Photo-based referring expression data
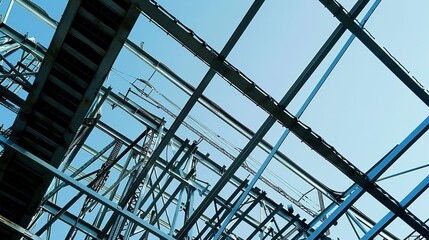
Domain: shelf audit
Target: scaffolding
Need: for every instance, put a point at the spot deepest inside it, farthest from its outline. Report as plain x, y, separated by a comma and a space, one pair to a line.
102, 138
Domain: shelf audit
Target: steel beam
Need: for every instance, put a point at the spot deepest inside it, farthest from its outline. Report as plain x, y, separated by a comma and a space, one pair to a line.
193, 99
405, 203
366, 183
393, 65
83, 189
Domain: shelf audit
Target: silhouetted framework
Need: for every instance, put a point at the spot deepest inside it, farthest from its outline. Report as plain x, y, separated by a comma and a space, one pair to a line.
56, 181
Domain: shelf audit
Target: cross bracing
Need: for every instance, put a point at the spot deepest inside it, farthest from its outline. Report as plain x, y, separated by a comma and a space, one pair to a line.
153, 150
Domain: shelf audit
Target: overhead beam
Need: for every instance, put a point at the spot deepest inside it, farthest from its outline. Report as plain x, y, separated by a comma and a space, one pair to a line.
82, 188
393, 65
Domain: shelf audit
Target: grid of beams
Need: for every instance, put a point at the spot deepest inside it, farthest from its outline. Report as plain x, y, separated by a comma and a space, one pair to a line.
149, 185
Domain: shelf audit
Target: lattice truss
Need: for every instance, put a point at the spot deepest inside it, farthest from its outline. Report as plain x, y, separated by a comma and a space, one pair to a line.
212, 136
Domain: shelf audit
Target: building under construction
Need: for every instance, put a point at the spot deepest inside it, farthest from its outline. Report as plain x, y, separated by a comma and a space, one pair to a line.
137, 119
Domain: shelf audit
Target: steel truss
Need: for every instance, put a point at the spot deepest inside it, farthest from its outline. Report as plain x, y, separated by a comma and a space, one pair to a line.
150, 186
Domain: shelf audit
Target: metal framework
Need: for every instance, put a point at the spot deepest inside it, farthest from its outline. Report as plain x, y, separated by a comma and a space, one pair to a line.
81, 160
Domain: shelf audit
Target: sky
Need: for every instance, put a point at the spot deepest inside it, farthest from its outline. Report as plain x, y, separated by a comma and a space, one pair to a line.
363, 110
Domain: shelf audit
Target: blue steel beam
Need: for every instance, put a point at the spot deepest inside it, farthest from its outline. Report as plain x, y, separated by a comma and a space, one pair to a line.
407, 201
222, 114
368, 185
82, 188
299, 114
190, 103
340, 13
268, 122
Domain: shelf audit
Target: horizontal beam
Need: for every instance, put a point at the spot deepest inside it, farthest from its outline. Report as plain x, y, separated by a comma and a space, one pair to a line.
82, 188
392, 64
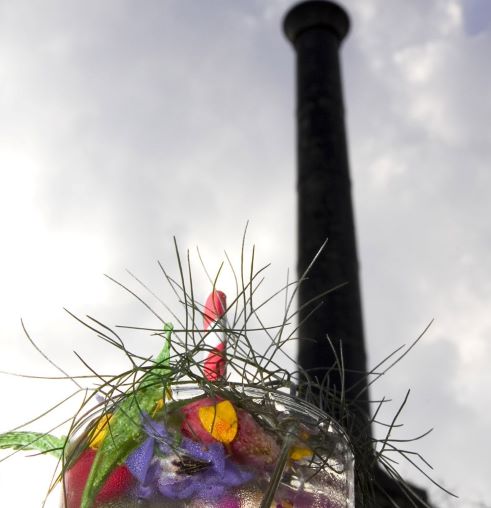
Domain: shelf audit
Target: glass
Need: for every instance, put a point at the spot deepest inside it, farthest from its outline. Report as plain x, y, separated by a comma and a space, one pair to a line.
232, 462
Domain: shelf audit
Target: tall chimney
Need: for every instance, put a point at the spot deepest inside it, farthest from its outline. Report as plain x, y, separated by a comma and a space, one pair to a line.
316, 30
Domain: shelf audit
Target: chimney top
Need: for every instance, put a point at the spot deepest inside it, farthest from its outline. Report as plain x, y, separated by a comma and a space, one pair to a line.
316, 14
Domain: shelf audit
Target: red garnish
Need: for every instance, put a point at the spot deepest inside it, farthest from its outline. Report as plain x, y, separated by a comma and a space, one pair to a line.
118, 482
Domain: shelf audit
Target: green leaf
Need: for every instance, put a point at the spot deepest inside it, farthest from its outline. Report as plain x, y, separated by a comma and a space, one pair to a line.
44, 443
125, 430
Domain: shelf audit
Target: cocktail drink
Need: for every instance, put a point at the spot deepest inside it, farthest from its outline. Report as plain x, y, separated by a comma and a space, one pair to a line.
226, 450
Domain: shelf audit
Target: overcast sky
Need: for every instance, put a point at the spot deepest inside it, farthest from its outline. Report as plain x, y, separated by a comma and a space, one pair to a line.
123, 123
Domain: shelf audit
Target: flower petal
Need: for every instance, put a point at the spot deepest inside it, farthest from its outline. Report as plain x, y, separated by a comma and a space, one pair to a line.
220, 421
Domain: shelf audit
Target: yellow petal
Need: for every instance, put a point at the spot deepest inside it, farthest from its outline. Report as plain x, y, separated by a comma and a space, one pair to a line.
300, 452
100, 431
220, 421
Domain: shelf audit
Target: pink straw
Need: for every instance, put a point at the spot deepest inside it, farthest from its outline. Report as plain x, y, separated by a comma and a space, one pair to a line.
216, 340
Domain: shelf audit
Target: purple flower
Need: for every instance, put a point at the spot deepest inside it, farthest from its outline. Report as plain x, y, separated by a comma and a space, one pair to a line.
192, 469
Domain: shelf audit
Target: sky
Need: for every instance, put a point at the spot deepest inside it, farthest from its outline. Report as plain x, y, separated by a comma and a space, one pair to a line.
125, 123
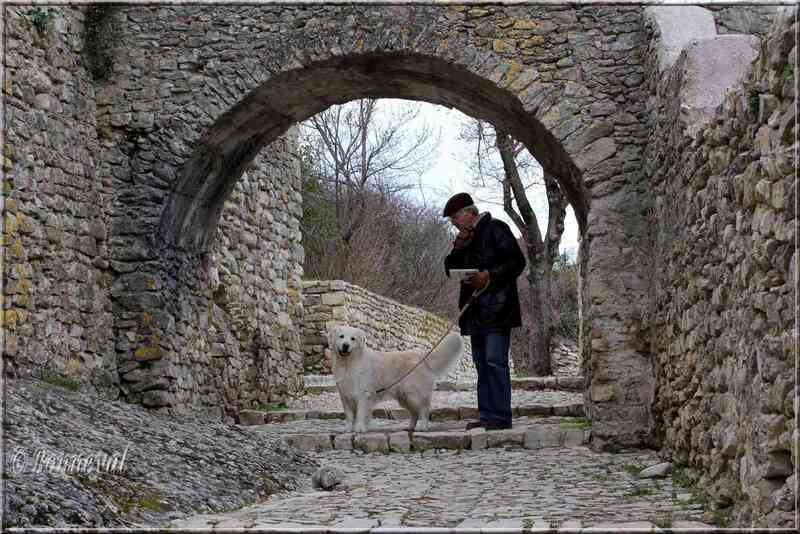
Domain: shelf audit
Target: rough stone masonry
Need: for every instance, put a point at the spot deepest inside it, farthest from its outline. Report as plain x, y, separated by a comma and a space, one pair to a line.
152, 199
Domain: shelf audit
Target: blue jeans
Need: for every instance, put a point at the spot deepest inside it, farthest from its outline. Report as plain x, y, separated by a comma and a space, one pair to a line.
490, 354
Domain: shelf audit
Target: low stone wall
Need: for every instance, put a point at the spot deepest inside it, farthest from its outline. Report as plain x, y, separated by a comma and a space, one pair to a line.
725, 265
57, 313
389, 324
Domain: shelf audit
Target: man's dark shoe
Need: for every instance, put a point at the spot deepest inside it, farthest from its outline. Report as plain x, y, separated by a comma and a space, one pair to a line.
496, 425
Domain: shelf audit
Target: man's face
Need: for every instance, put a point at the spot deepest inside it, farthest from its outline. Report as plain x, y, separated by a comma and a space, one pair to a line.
461, 219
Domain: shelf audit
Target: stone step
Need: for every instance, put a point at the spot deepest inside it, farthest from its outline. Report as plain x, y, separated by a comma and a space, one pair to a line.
260, 417
316, 384
397, 439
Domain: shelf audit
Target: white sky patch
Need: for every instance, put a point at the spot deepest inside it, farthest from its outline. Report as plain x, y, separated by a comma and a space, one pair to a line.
449, 175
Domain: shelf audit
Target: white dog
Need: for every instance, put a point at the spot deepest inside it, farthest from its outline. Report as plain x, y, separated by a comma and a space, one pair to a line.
361, 371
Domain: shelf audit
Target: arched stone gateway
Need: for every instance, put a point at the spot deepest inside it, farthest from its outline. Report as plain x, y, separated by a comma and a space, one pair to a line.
230, 81
152, 200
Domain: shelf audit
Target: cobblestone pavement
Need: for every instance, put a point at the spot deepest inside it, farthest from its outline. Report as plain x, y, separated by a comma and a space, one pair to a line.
506, 487
510, 488
331, 401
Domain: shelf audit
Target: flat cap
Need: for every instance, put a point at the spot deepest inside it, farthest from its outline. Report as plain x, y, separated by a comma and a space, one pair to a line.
457, 202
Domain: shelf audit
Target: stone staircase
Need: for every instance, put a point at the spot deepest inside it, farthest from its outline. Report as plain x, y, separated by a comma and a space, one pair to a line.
535, 425
316, 384
395, 438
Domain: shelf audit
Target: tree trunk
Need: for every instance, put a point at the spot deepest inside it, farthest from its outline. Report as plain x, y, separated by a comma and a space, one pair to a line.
539, 348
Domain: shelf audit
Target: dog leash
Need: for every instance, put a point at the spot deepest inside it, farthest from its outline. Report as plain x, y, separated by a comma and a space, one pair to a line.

Try it:
Reproduce the data above in full, exactly as it is, with the pictures left out.

Task response:
Domain: shelf audit
Target: scaffolding
Need: for every instance, put a point at the spot deepest inside it, farthest from its outline. Report as plain x, y, separated by a comma and a space, one pair to a line.
102, 138
Domain: shelf audit
Target: steel beam
Need: for every instance, put a point at the spot deepest inside it, farthest from its outline. Report as plain x, y, separated by a comma and a space, one pair to a line.
193, 99
405, 203
366, 183
393, 65
83, 189
Domain: shelf audit
Target: silhouetted framework
Need: for every instance, put a point at the spot deepest inside it, farthest from its outline. Report as plain x, y, separated by a comma and a space, one pair to a line.
56, 181
Domain: shelf audit
Target: cross bracing
Need: for every instance, put a point at the spot deepest inside it, farthest from its outline. Report as plain x, y, separated by a comma and a space, one pair to a line.
153, 150
Domain: shelf audit
Target: overhead beam
Need: for every instance, put a point at the spot deepest inside it, farthest from its outline. Report as plain x, y, separated by a comma and a space, one pair to a line.
82, 188
393, 65
Domain: shelf audit
Target: grid of beams
Need: for every instance, put a point at the spot deepest inside it, farthest from its outline. Report as plain x, y, separated by a comma and a space, one pair to a line.
149, 185
Domain: shelf audit
Target: lattice truss
Need: for every instance, put a point at the spot deepest inside it, farthest from its outline. Report as plain x, y, separated by a comma and a space, one pair to a line.
212, 136
Domain: shelf audit
Target: building under construction
Need: for every instance, put a point at the spot deepest inside it, farthest from its outline. Report as plain x, y, separated by a comma and a space, one pair to a line.
137, 119
Domain: shelf audit
Target: steel truss
Need: for every instance, put a point at the spot deepest inside it, farthest from its outline. Report as plain x, y, separated by a comma and a space, one pair to a line.
150, 186
Domain: shelf audit
Target: metal framework
Need: for every instance, put a point at the spot deepest inside it, farthest from its outline. Report as plain x, y, separated by a comma and a space, one pair to a line.
81, 160
Domain: shelf audit
Target: sky
Need: for every instance, put a point at the spot deepest inside it, farthest from its outline. Report as plain x, y, separated by a comma and a space, one pair to a line.
363, 110
Domain: shelf audit
Target: blue steel beam
Need: for every instance, put a point at the spot deepest inside it, farthest from its outline. Report as plain x, y, separated by a comma and a space, one pair to a line.
407, 201
222, 114
368, 185
82, 188
299, 114
190, 103
340, 13
268, 122
Domain: shelf audit
Target: horizontal beam
Need: for every instance, put a point at the spot deepest inside it, farthest from its outline. Report as plain x, y, separated by a comma and a space, one pair to a line.
82, 188
392, 64
Domain: shelf audit
Target: glass
Need: for every instance, put a point at the spot deepest inside it, farthest from its outline. Report as plain x, y, separated by a comma and a space, one pair to a line.
232, 462
Domain: shelf audit
Target: tall chimney
Need: for every instance, put a point at the spot deepest inside it, farthest from its outline. Report as plain x, y, separated by a comma and a space, one pair to a line.
316, 30
Domain: shelf audit
Target: chimney top
Need: for every instance, put a point at the spot deepest inside it, farthest from its outline. Report as plain x, y, separated by a comma and a space, one pair to a line.
316, 14
Domain: shelf audit
Target: red garnish
Need: for every instance, put a point at the spot deepest inside it, farthest from its outline. Report as plain x, y, separated by a comma and a space, one pair to a line.
118, 482
Domain: shelf audit
Target: green leaf
Need: for every instance, put a point at the spot deepest inside it, farthest from its outline. Report as plain x, y, separated by a comma and a space, one pair to a line.
44, 443
125, 430
Domain: shelf audit
Target: cocktail drink
Need: for every instance, put a point at the spot deepest inside it, farthest from its outline. Report as plain x, y, separated by a comma and a space, one pair to a line.
226, 450
Domain: shelf audit
Target: overcast sky
Need: for every instance, put a point at the spot deepest inside it, farthest from its outline. Report as plain x, y, separated by a comma and a space, one pair to a line.
123, 123
Domain: shelf audit
Target: flower petal
Need: for every instance, put a point at the spot deepest inside it, farthest from its outline. Report as plain x, y, separated by a comma and a space, one pair to a line.
220, 421
Domain: shelf audit
Target: yellow petal
Need: for every instance, put a point at the spot deepest inside it, farthest from its outline. Report as plain x, y, separated by a comma and a space, one pair to a line.
300, 452
100, 431
220, 421
Domain: shelf audit
Target: pink straw
Need: for every instance, put a point at the spot deepest inside it, farthest from its outline. Report as plain x, y, separated by a comma and a space, one pair to a line.
216, 340
Domain: shelf audit
Target: purple flower
Need: for every instance, put a point at the spot deepest inside it, farthest from its outline. Report as plain x, y, separated by a comma and a space, one pair to a line.
192, 469
Domain: shelf audit
Target: sky
Need: for every instance, put a point at the spot deepest inside it, farthest from its outline. Report as plain x, y, separated by a comma and a space, one pair to a line.
125, 123
Domain: shelf audit
Target: rough stone masonry
Need: for every instance, put a point at the spot deepest inside it, farthest from its outline. Report as plain x, y, separated by a comma and a space, one pair to a line.
152, 199
Domain: shelf audit
Target: blue jeans
Need: for every instance, put a point at the spot deepest inside it, farthest from its outline. Report as plain x, y, separated by a comma and a space, one pair to a line.
490, 354
Domain: shelf audit
Target: low stone wall
Need: for every instance, put a point at the spot deepest inside it, farthest from its outline. Report as plain x, y, separated by a comma and a space, one pair to a line.
725, 265
57, 313
389, 324
Domain: shelf audit
Target: man's dark shoe
Need: for every instance, put a point at the spot deepest inside it, farthest from its outline. Report as plain x, y, separated by a comma and a space, one pair to a line.
496, 425
Domain: shelf audit
Target: man's face
Need: for every instance, put a point at the spot deepest inside it, farthest from its outline. Report as plain x, y, separated by a comma and a space, one pair to a line.
461, 219
Domain: shelf audit
Target: stone step
Need: for every instance, put a point at the spot deepest inside it, farthest from its outline. Report as plain x, y, separated by a comma and a space, one pair to a line.
260, 417
316, 384
397, 439
Domain: shelf audit
Target: white sky patch
Need: for every instance, put a point at the spot deepest inside it, farthest from its outline. Report as plain x, y, separated by a comma and a space, one pair to a line.
449, 175
Domain: shelf audit
Target: white dog
Need: for every instance, put a point at the spot deepest inside it, farthest from its outline. Report as plain x, y, separated by a comma and a space, one pair to a line.
361, 371
Domain: shelf audit
Target: arched stone gateway
Need: for every instance, put a point at the spot deepest inside it, farthest from its outline. Report as plain x, y, separated by a comma and a space, one pair to a line.
230, 81
152, 200
Domain: shelf audit
Target: cobblestone pavement
Need: for every instance, put a point at the spot deepest inside it, farthest from its outline. Report as plain x, y, separated by a comma and a space, one pair to a line.
506, 487
510, 488
331, 401
Domain: shelf audit
Target: flat cap
Need: for every instance, put a point at the spot deepest inside it, farthest from its outline. Report as plain x, y, separated by a comma and a space, one pair to a line.
457, 202
Domain: shelf audit
Target: stone staircase
Need: for every instance, put a point at the spot deepest inside it, farthest from its outline. Report as plain x, y, separated by a comma and a space, one pair to a line.
535, 425
316, 384
395, 438
Domain: shelf audit
Target: tree trunk
Need: for every instance, put a point at the spot deepest inside it, farthest from its outline. Report as plain x, y, separated by a comma and a space, one pair to a line.
539, 348
Domain: shelf audit
Target: dog leash
Need: for every instance, put a point at the spot deepest inside it, farthest from its outline. Report as plain x, y, separated by a comma and a space, one pair to a line.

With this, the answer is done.